* begin *

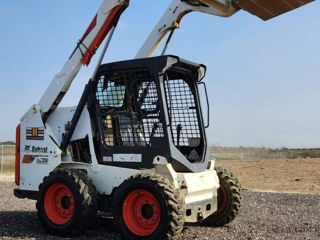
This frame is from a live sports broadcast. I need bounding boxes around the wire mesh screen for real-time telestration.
[165,79,201,147]
[96,70,164,146]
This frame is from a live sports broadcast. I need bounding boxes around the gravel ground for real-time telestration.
[0,182,320,240]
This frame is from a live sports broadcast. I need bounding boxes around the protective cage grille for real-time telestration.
[96,69,164,147]
[165,79,201,153]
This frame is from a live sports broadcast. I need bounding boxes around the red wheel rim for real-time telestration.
[122,190,161,237]
[213,184,228,215]
[44,183,74,225]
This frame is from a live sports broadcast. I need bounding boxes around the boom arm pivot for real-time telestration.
[136,0,239,58]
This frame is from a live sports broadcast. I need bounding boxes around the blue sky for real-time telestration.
[0,0,320,147]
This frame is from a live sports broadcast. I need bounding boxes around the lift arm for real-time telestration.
[136,0,239,58]
[39,0,313,120]
[38,0,129,119]
[136,0,314,58]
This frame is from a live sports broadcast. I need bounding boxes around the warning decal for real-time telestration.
[26,128,44,141]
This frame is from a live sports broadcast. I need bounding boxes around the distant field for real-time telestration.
[210,147,320,160]
[216,158,320,194]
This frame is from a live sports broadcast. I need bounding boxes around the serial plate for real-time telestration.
[113,154,142,162]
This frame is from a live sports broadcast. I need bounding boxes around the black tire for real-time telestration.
[36,169,98,236]
[112,174,184,240]
[204,167,242,227]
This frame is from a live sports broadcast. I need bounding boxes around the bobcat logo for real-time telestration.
[24,145,31,152]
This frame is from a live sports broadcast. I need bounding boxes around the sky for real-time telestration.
[0,0,320,148]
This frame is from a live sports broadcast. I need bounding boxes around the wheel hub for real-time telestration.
[123,190,161,237]
[44,183,74,225]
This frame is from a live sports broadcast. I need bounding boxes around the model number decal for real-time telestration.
[113,154,142,163]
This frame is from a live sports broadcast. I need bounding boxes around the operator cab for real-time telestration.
[88,56,208,171]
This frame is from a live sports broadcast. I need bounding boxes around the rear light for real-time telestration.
[15,124,20,186]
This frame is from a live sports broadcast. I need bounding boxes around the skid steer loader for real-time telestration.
[14,0,316,240]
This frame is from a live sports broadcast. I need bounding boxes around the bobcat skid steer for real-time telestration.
[14,0,314,240]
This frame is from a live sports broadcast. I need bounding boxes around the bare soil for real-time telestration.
[0,159,320,240]
[216,158,320,194]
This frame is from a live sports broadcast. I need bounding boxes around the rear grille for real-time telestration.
[165,79,201,147]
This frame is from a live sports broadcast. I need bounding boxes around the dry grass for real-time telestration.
[216,158,320,194]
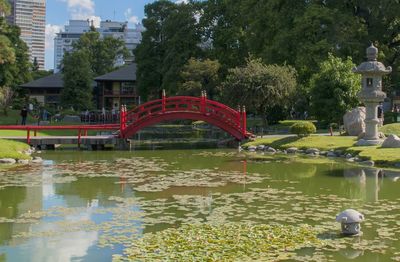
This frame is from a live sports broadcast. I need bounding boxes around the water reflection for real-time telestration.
[343,167,400,202]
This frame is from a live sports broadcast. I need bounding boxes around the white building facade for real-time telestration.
[54,20,143,73]
[7,0,46,69]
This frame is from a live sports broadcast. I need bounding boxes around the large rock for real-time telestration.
[343,107,365,136]
[0,158,17,164]
[382,135,400,148]
[63,115,81,123]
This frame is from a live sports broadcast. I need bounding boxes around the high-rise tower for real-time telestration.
[7,0,46,69]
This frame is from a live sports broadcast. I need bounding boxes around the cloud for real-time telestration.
[62,0,94,13]
[124,8,140,24]
[45,24,62,49]
[61,0,101,27]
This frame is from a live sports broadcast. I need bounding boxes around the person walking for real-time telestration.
[20,106,28,126]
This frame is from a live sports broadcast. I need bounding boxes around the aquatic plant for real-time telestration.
[114,223,324,261]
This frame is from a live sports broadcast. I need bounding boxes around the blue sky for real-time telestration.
[46,0,160,69]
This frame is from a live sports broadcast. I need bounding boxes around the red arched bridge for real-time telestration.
[0,92,251,144]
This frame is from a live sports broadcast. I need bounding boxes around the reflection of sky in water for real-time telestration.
[0,149,400,262]
[0,161,140,262]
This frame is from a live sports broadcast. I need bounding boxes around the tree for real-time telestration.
[200,0,248,73]
[32,70,54,80]
[179,58,221,99]
[32,57,39,72]
[0,0,11,16]
[0,86,14,115]
[310,54,361,123]
[61,50,93,110]
[0,17,32,109]
[135,0,200,100]
[71,32,129,76]
[222,58,297,126]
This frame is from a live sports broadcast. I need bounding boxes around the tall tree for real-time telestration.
[179,58,221,99]
[135,0,200,99]
[222,59,297,126]
[61,50,93,110]
[200,0,249,72]
[0,0,11,16]
[0,17,31,113]
[73,32,129,77]
[310,54,361,123]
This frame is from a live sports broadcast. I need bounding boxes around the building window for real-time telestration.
[121,82,136,95]
[367,78,373,87]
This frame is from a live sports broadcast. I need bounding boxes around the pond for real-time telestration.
[0,149,400,261]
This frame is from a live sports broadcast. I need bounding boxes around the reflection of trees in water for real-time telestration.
[341,167,384,201]
[54,177,129,206]
[0,187,26,246]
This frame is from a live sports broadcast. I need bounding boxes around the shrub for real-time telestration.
[290,122,317,137]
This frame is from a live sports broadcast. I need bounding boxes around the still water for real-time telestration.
[0,150,400,261]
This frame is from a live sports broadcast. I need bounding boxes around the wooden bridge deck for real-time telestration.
[0,135,118,146]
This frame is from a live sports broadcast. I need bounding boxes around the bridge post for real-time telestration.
[78,129,81,148]
[200,90,207,114]
[236,105,242,127]
[26,128,31,145]
[161,89,166,113]
[242,106,247,138]
[123,105,128,130]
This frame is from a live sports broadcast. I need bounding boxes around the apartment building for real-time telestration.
[54,20,143,73]
[7,0,46,69]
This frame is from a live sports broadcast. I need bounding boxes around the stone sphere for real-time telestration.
[367,44,378,60]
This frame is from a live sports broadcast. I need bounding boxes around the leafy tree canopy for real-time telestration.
[135,0,200,99]
[71,31,129,77]
[222,58,297,125]
[310,54,361,123]
[61,50,93,110]
[179,58,221,99]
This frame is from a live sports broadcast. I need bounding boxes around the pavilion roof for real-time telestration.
[94,63,136,81]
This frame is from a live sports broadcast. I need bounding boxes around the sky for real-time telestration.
[45,0,188,70]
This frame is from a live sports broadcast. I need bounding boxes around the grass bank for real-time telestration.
[380,123,400,136]
[0,139,30,159]
[243,136,400,166]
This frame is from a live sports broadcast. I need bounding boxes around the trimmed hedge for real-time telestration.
[290,122,317,137]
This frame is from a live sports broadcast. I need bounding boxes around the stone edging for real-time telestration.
[239,145,382,167]
[0,148,43,165]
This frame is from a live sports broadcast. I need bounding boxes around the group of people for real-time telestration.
[20,104,50,126]
[81,104,119,123]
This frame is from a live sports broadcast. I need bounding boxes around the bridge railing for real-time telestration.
[121,92,247,137]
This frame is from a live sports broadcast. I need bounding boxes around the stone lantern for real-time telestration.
[353,44,392,146]
[336,209,364,236]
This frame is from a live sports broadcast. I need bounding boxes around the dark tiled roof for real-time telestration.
[21,73,64,88]
[20,73,97,89]
[94,64,136,81]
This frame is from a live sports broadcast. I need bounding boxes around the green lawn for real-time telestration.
[0,110,97,137]
[0,139,30,159]
[243,136,400,166]
[380,123,400,136]
[244,136,356,150]
[0,110,37,125]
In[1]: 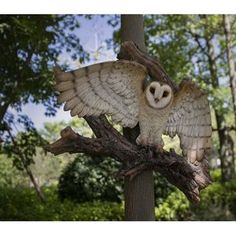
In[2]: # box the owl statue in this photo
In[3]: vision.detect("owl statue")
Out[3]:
[55,60,212,163]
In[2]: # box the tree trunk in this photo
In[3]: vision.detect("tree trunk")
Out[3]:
[206,27,235,182]
[223,15,236,127]
[121,15,155,221]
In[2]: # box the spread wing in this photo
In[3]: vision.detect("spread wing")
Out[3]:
[165,80,212,163]
[55,60,147,127]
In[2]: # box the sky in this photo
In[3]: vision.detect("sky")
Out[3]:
[19,15,119,129]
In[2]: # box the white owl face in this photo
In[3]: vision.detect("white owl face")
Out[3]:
[145,81,173,109]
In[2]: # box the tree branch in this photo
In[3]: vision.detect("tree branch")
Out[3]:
[45,41,211,202]
[45,116,211,202]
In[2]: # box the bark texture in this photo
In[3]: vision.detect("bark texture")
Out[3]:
[45,116,211,203]
[223,15,236,127]
[120,15,155,221]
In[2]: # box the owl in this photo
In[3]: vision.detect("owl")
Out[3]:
[55,60,212,163]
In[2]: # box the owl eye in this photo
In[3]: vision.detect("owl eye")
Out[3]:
[149,87,155,95]
[162,91,169,98]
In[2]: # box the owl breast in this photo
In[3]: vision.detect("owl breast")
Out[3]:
[136,102,171,149]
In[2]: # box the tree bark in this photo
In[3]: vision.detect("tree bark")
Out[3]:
[205,20,235,182]
[121,15,155,221]
[223,15,236,127]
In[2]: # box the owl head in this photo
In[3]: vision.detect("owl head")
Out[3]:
[145,81,173,109]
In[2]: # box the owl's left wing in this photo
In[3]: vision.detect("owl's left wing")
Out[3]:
[55,60,147,128]
[165,80,212,163]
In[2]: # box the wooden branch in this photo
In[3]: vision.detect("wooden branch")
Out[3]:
[45,41,211,205]
[118,41,176,90]
[45,116,211,202]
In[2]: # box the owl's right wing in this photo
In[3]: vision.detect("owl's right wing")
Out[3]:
[55,60,147,128]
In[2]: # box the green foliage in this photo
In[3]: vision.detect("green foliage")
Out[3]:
[0,15,88,175]
[155,190,190,220]
[0,155,29,188]
[58,155,123,202]
[0,188,124,221]
[3,128,46,170]
[155,170,236,220]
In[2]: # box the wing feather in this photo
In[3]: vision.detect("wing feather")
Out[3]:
[55,60,147,127]
[165,80,212,163]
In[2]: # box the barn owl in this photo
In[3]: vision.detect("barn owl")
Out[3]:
[55,60,212,163]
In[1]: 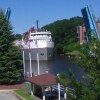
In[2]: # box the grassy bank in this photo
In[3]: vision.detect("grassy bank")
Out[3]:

* end *

__YOUR TASK__
Omit the pictures and write out exactly the lines from the one containing "In[2]: # box the bark texture in this photo" through the last line of the material.

__RESULT BELOW__
In[2]: # box the bark texture in this photo
In[3]: vision.detect("bark texture")
Out[3]:
[45,116,211,203]
[223,15,236,127]
[120,15,155,221]
In[2]: # box the owl in this photo
In[3]: vision.detect("owl")
Out[3]:
[55,60,212,163]
In[2]: # box the owl eye in this photo
In[3]: vision.detect("owl eye")
Out[3]:
[149,87,155,95]
[162,91,169,98]
In[2]: # box the owl breast in this photo
In[3]: vision.detect("owl breast")
Out[3]:
[136,102,171,149]
In[2]: # box the tree bark in this photo
In[3]: vision.detect("tree bark")
Out[3]:
[205,20,235,182]
[121,15,155,221]
[223,15,236,127]
In[2]: # box the owl head in this photo
In[3]: vision.detect("owl head")
Out[3]:
[145,81,173,109]
In[2]: # box the owl's left wing in this photo
In[3]: vision.detect("owl's left wing")
Out[3]:
[55,60,147,128]
[165,80,212,163]
In[2]: # box the wooden branch in this photo
In[3]: vision.detect("wooden branch")
Out[3]:
[45,41,211,205]
[118,41,176,90]
[45,116,211,202]
In[2]: # box the owl's right wing in this photo
In[3]: vision.detect("owl's right wing")
Out[3]:
[55,60,147,128]
In[2]: # box the green foliage in this photo
In[3]: vision.detect("green foliage")
Out[3]:
[0,15,88,175]
[155,190,190,220]
[0,155,29,188]
[58,155,123,202]
[0,188,124,221]
[3,128,46,170]
[155,170,236,220]
In[2]: # box the wing feather in this photo
In[3]: vision.detect("wing feather")
Out[3]:
[55,60,147,127]
[165,80,212,163]
In[2]: # box the barn owl in this photo
In[3]: vision.detect("barn owl")
Out[3]:
[55,60,212,163]
In[1]: 
In[2]: # box the grassy bank in this photo
In[3]: vision.detect("grassy bank")
Out[3]:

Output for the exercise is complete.